## [Written problem 1]
Retype the catalog entry about the Plaistow condolence message between "Has Version" and "States of America.", inclusive.
## [Written problem 2]
Pick up the catalog entry about the Plaistow condolence message where it stops and keep writing it.

## [Extracted text]
-- -- --
Inhabitants of Plaistow to the People of the United States of America

http://www.alplm-cdi.com/chroniclingillinois/files/uploads/RG59E177-314.pdf

Title

Inhabitants of Plaistow to the People of the United States of America

Subject

Lincoln, Abraham, 1809-1865
Presidents--Assassination
Condolence notes
Demonstrations

Creator

Inhabitants of Plaistow

Publisher

Abraham Lincoln Presidential Library and Museum

Date

1865-XX-XX

Format

pdf

Language

eng

Identifier

RG59E177-314

Coverage

51.0500, -0.5667
Plaistow
England
United Kingdom

Has Version

The Assassination of Abraham Lincoln, Late President of the United States of America, and the Attempted Assassination of William H. Seward, Secretary of State (Washington: Government Printing Office, 1866), 323.
The Assassination of Abraham Lincoln, Late President of the United States of America, and the Attempted Assassination of William H. Seward, Secretary of State (Washington: Government Printing Office, 1867), 423-24.

Transcription

From the inhabitants of Plaistow, Essex, England, in public meeting assembled, to the people of the United States of America.
-- -- --
## [Data excerpts]

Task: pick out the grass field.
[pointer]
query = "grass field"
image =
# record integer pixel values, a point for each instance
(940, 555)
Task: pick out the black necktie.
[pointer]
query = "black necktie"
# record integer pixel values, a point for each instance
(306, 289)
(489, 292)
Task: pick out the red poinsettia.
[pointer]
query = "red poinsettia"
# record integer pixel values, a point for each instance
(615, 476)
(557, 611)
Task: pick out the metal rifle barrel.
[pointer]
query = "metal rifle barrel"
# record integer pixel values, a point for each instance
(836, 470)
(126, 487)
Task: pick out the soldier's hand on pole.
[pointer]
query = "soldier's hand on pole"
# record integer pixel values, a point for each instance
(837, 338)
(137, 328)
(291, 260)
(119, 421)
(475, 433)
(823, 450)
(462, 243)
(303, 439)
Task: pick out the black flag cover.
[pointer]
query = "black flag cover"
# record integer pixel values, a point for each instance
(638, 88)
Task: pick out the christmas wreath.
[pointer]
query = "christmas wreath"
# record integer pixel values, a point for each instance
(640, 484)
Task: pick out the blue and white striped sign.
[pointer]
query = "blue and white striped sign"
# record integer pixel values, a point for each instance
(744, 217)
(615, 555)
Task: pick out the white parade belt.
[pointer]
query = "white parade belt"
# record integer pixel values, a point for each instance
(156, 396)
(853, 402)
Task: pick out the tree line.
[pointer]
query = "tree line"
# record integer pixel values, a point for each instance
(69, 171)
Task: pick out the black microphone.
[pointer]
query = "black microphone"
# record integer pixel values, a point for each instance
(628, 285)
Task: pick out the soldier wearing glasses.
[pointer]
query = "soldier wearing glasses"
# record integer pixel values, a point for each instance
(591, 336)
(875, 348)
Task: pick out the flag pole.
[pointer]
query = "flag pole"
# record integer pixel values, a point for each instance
-- -- --
## [Response 1]
Has Version

The Assassination of Abraham Lincoln, Late President of the United States of America, and the Attempted Assassination of William H. Seward, Secretary of State (Washington: Government Printing Office, 1866), 323.
The Assassination of Abraham Lincoln, Late President of the United States of America, and the Attempted Assassination of William H. Seward, Secretary of State (Washington: Government Printing Office, 1867), 423-24.

Transcription

From the inhabitants of Plaistow, Essex, England, in public meeting assembled, to the people of the United States of America.

## [Response 2]
Permit us, as a small portion of the English nation, to add our sentiments of sympathy and sorrow to those felt by you on the recent lamentable events which have plunged your whole community into intense grief.

The base assassination of President Lincoln, with the attempted murder of a chief member of your government, is one of those events which merge in common unity those minor political differences which are essential to the freedom of great nations, but without necessity inferring antagonism. Permit us, therefore, as one with you, to offer our profound sympathy and sorrow, to unite in detestation of a crime disgraceful to humanity, and to assure you that the blow struck at yourselves recoils on us.

But, further, we heartily sympathize with that national action which, as expounded by your lamented President, had for its result the emancipation of slaves, and in the destruction of rebellion the destruction also of that system which we believe to have been its moving cause, even if not the prompting cause, also, of President Lincoln’s assassination and the murderous attack on Mr. Seward. That as a united and universally free nation your present position may be unendangered by recent events and your future course attended by increasing stability and glory is our earnest desire, thus expressed through the medium of your official representative at St. James.

Signed, on behalf of the meeting—

JOHN FOSTER,
Chairman.

Status

Complete

Percent Completed

100

Weight

20

Original Format

paper and ink
1 p.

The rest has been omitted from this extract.